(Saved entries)
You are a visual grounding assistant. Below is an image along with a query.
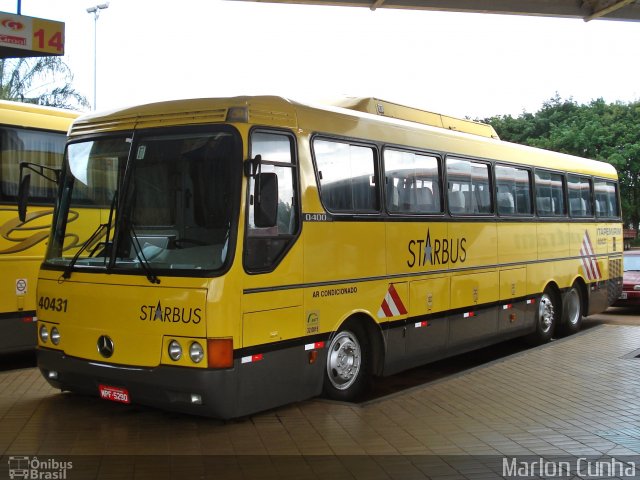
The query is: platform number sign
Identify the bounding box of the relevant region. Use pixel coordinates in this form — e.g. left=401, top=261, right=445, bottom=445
left=32, top=19, right=64, bottom=53
left=0, top=12, right=65, bottom=56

- What you have to do -
The data above is to be printed exactly, all of it, except for the pictures.

- Task solution -
You are a visual grounding assistant. Below is an image along with a query.
The query is: platform number sign
Identify the bounding box of the relevant region. Use pixel coordinates in this form — e.g. left=401, top=261, right=445, bottom=445
left=32, top=19, right=64, bottom=53
left=0, top=12, right=65, bottom=56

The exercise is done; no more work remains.